▶ _MATERIAL PROVIDED_

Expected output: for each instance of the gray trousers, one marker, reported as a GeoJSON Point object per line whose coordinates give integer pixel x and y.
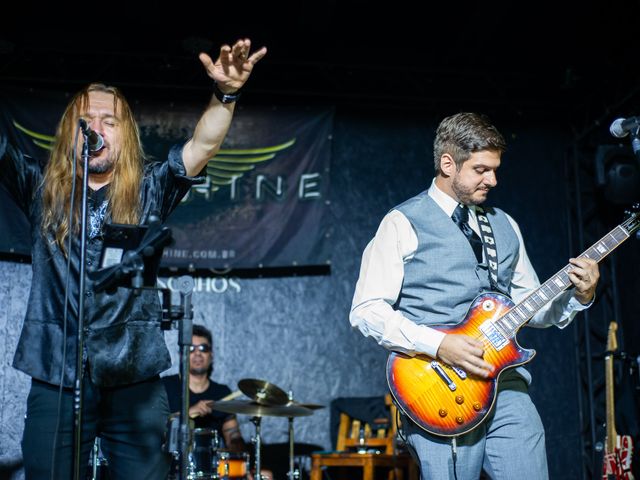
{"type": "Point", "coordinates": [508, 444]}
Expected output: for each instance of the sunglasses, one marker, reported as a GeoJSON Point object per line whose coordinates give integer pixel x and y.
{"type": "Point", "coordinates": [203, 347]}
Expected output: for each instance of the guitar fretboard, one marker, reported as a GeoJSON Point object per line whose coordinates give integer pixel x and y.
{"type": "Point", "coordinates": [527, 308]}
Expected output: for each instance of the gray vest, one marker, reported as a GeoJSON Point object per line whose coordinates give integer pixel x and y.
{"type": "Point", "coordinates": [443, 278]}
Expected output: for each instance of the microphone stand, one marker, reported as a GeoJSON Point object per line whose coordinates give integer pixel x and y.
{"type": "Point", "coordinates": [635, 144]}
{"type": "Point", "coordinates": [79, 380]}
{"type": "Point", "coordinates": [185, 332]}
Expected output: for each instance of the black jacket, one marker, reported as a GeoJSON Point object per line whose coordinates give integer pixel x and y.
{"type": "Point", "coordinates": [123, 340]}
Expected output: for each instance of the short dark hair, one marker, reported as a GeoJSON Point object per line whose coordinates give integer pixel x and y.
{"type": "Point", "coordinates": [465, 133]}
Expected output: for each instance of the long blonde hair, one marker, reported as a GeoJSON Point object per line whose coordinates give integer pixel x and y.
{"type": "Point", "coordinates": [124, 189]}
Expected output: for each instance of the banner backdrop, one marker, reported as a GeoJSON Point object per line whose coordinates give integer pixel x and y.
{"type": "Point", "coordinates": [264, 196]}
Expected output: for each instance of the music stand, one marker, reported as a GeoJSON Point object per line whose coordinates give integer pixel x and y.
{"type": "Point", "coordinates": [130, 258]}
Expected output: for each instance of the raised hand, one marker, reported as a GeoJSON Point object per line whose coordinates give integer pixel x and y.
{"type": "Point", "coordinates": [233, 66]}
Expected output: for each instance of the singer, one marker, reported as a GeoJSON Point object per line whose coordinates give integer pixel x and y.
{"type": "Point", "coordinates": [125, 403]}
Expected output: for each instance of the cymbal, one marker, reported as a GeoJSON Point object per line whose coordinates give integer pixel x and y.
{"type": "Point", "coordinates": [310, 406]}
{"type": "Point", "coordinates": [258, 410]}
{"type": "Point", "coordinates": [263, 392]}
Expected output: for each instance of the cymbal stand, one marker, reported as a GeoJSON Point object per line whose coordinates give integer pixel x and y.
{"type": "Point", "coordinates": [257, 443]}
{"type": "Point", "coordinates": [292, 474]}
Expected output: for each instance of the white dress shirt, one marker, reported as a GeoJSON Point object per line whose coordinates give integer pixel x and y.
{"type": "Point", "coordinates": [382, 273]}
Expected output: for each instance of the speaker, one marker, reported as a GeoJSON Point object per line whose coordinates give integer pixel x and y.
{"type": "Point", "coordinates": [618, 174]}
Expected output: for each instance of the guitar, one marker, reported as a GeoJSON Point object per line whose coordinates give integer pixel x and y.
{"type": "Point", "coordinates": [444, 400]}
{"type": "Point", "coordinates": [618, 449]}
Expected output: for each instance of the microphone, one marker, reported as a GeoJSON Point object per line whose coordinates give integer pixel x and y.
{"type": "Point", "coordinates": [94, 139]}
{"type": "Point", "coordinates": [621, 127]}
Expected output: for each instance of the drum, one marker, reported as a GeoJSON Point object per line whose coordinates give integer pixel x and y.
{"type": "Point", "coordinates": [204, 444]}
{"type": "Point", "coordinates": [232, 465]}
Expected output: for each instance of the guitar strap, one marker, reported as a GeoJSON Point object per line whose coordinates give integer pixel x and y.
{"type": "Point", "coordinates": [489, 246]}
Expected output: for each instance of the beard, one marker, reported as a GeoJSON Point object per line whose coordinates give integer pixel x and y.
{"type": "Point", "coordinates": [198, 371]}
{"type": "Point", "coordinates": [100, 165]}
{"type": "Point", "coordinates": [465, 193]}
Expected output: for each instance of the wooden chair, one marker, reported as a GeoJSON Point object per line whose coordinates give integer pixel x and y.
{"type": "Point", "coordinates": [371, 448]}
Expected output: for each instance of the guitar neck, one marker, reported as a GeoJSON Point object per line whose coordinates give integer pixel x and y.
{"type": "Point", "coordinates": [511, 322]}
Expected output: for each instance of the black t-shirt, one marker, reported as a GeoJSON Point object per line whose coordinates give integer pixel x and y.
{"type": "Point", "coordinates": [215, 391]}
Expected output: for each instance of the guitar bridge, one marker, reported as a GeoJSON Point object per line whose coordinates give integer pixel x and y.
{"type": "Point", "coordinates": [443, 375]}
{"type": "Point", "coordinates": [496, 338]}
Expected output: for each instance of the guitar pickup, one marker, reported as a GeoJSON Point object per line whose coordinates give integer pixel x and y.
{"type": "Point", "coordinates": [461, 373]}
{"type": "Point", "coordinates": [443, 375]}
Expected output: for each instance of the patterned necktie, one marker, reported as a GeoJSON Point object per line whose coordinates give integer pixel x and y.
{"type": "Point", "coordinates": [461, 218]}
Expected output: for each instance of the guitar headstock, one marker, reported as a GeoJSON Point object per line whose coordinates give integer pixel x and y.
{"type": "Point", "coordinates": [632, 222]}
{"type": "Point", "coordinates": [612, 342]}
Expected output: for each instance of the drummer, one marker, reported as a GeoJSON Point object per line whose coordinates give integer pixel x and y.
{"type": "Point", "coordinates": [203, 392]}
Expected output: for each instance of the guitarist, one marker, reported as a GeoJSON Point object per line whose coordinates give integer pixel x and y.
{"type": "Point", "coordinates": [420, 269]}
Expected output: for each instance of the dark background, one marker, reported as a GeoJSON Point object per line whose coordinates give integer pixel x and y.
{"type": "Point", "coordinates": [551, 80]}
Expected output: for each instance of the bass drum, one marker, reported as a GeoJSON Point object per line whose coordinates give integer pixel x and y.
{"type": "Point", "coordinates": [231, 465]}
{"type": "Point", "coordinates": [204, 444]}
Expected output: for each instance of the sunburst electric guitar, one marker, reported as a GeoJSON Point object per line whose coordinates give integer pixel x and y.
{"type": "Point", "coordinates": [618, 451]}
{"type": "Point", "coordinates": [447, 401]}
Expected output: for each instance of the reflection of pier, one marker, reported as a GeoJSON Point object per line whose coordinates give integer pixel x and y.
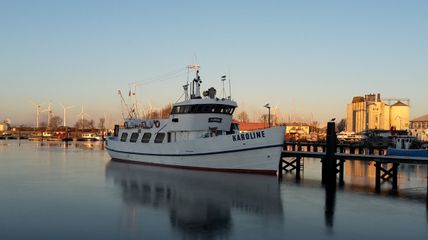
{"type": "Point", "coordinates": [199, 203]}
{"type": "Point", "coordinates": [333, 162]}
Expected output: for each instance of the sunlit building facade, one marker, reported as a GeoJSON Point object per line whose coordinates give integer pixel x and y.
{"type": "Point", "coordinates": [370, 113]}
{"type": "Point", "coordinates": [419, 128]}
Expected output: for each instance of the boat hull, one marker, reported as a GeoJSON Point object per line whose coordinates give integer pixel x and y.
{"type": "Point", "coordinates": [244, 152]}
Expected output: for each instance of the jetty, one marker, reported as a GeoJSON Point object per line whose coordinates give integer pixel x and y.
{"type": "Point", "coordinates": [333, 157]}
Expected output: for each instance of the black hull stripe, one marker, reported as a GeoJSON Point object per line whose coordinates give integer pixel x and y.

▶ _STATED PROBLEM_
Can you render the lines above, from the one containing "Expected output: for each instance of the sunlit" through the end of the lines, both included, as a numbered list with blank lines left out?

▶ _SOLVED PROBLEM_
1. Expected output: for each instance of the sunlit building facade, one marker, reported as a GeoJSON Point object per line whose coordinates give integer pixel x and y.
2. {"type": "Point", "coordinates": [370, 113]}
3. {"type": "Point", "coordinates": [419, 128]}
4. Expected output: for each instance of the boat hull, one marker, reported as a GeoJSON Point object per line whose coordinates give integer pixel x and y.
5. {"type": "Point", "coordinates": [244, 152]}
6. Expected output: for each instance of the jetty, one marker, reported as a GeoJSON Point object per line whose coordinates give integer pixel x and y.
7. {"type": "Point", "coordinates": [333, 157]}
8. Expected output: for each instance of the black hull stripe, one marker, reported as a GeoJSON Point object per line whose coordinates give integer pixel x and y.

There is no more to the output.